- [SOURCE TEXT]:
◇ ◇ ◇ ◇ ◇
You can google both of these commands for more information. Be aware that you can use a period to refer to the current directory, and double period to refer to the directory above the current one. So

ls .

produces a listing of the current directory (as does a plane ls) and

cd ..

moves you to the directory above the current directory. Once you have cd'd to ~/src/[your byte name] you will need to checkout the code from your repository. That will look something like this (you can find out the github repository name by going to github to your repository and clicking on the 'clone or download' button, and copying over the URL which will look something like 'https://github.com/jmankoff/jmankoff-fusion2017.git

git clone [your github repository]


... output ...

Cloning into '[your repository]'...remote:
Counting objects: 382, done.remote:
Compressing objects: 100% (276/276), done.
remote: Total 382 (delta 50), reused 382 (delta 50), pack-reused 0
Receiving objects: 100% (382/382), 776.03 KiB | 0 bytes/s, done.Resolving deltas: 100% (50/50), done.
Checking connectivity... done.

Next, you will need to check out the base code if you have not yet as part of the tutorial:

gcloud source repos clone python-gae-quickstart --project=[your byte name]
ls

(this will show the name of the directory that was created)


cd python_gae_quickstart[fill in the directory name based on what you saw in ls]
git remote remove origin

Finally, you will need to copy the base code into your repository, which we do by moving into your github project directory and then copying over the files from the python_gae_quickstart directory using the cp command.

cd ..
cd [your github project name]

cp -r ../python_gae_quickstart[fill in the directory name]/* .

The last step is to push the changes back to github so that your github repository mirrors what is on your google cloud drive. This can be done any time you make a major change to your project, and is the first step in making use of the benefits of version control, which we strongly recommend you become familiar with. Note that the words "base code" below can and should be replaced with any string you think is descriptive of a change you make (but always in quotes).

git add *
git commit -m "base code"
git status

once you hit git status, do not be alarmed if you see red things. the red things mean that you are still in intermediary stage, not that there is an error. The output will look something like this.

... output ...
On branch master
Your branch is ahead of 'origin/master' by 1 commit.
(use "git push" to publish your local commits)
nothing to commit, working directory clean

git push

You'll need to enter a user name and password for your github account at this point. Once that is done, look at your repository. You should see all your files:

You can now add/commit and push your changes as you work on your assignment, giving you a backup of the assignment, a way to edit code on your local machine (if you prefer) and so on.

Starting Code Editor

For this assignment we will be using the Code Editor, which allows you to develop your applications online in your Cloud Shell instance. To start your Code Editor click on the File icon in The Development tab.


Once the Code Editor starts, locate your project in the src folder in the directory tree.
◇ ◇ ◇ ◇ ◇
- [ENTRIES]:

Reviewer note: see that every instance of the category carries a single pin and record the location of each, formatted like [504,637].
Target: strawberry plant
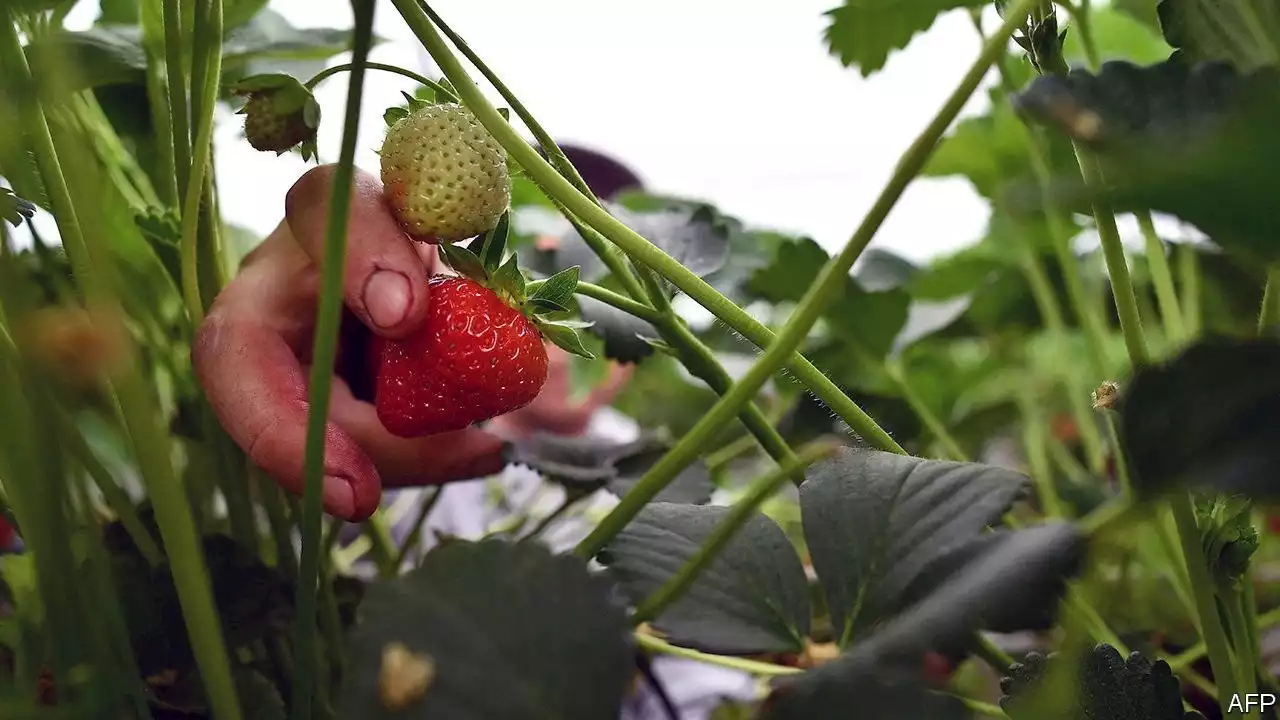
[1025,479]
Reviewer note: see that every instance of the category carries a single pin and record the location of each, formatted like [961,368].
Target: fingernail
[339,499]
[387,297]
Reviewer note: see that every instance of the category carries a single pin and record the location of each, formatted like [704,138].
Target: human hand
[251,354]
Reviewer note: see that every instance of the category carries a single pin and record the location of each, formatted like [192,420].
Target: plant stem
[421,80]
[210,26]
[1206,605]
[424,510]
[177,77]
[622,302]
[324,354]
[1162,278]
[760,490]
[812,305]
[579,205]
[1269,314]
[753,666]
◇ ◇ ◇ ◇ ◇
- [TO-DO LIST]:
**A.** According to the git setup guide, what do the red things shown after running git status mean?
**B.** Reproduce word for word the stretch of the git setup guide from "Finally, you will" through "the cp command.".
**C.** List every git command line the git setup guide shows the reader to type.
The data here come from a separate source and are unrelated to the git setup guide.

- [SOLVED PROBLEMS]:
**A.** They mean you are still in an intermediary stage, not that there is an error.

**B.**
Finally, you will need to copy the base code into your repository, which we do by moving into your github project directory and then copying over the files from the python_gae_quickstart directory using the cp command.

**C.**
git clone [your github repository]
git remote remove origin
git add *
git commit -m "base code"
git status
git push